* Task to carry out:
Skip every line before the one containing "of the stitching", then copy that line and the rest of the entries below exactly, through the last line.

◆ ◆ ◆ ◆ ◆ ◆ ◆

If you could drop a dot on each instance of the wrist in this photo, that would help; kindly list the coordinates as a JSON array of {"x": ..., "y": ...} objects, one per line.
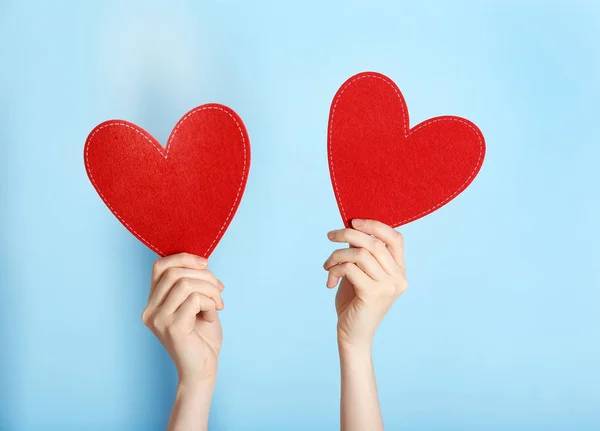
[
  {"x": 353, "y": 345},
  {"x": 354, "y": 350},
  {"x": 194, "y": 385}
]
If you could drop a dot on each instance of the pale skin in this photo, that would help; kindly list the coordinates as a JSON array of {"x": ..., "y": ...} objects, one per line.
[{"x": 185, "y": 298}]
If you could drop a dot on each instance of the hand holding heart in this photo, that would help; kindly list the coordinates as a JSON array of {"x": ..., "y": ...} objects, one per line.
[
  {"x": 374, "y": 276},
  {"x": 182, "y": 313},
  {"x": 182, "y": 198}
]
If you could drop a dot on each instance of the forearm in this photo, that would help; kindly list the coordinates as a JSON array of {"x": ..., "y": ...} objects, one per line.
[
  {"x": 359, "y": 410},
  {"x": 192, "y": 406}
]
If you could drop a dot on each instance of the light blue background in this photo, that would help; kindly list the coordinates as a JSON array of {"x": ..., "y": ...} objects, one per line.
[{"x": 500, "y": 327}]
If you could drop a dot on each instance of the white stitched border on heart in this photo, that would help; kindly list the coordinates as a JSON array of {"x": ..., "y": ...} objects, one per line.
[
  {"x": 165, "y": 154},
  {"x": 406, "y": 127}
]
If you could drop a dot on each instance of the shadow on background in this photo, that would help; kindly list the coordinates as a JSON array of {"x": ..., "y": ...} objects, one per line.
[
  {"x": 8, "y": 308},
  {"x": 155, "y": 375}
]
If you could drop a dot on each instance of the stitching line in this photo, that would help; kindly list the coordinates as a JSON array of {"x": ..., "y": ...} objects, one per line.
[
  {"x": 406, "y": 126},
  {"x": 165, "y": 154}
]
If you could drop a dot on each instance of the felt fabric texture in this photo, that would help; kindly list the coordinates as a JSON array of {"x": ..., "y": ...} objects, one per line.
[
  {"x": 381, "y": 169},
  {"x": 176, "y": 199}
]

◆ ◆ ◆ ◆ ◆ ◆ ◆

* Response to this task:
If you could drop a dot on each instance of the stitching line in this photo, that would help; kindly list the coordinates as a JSON array of {"x": ..., "y": ...} objects, one per line.
[
  {"x": 406, "y": 126},
  {"x": 165, "y": 154}
]
If you could drop a dot on each instance of the felt fabric texture in this photo, that would help; kindly list the coordinates as a JSON array of {"x": ..., "y": ...} objects, one per line.
[
  {"x": 381, "y": 169},
  {"x": 176, "y": 199}
]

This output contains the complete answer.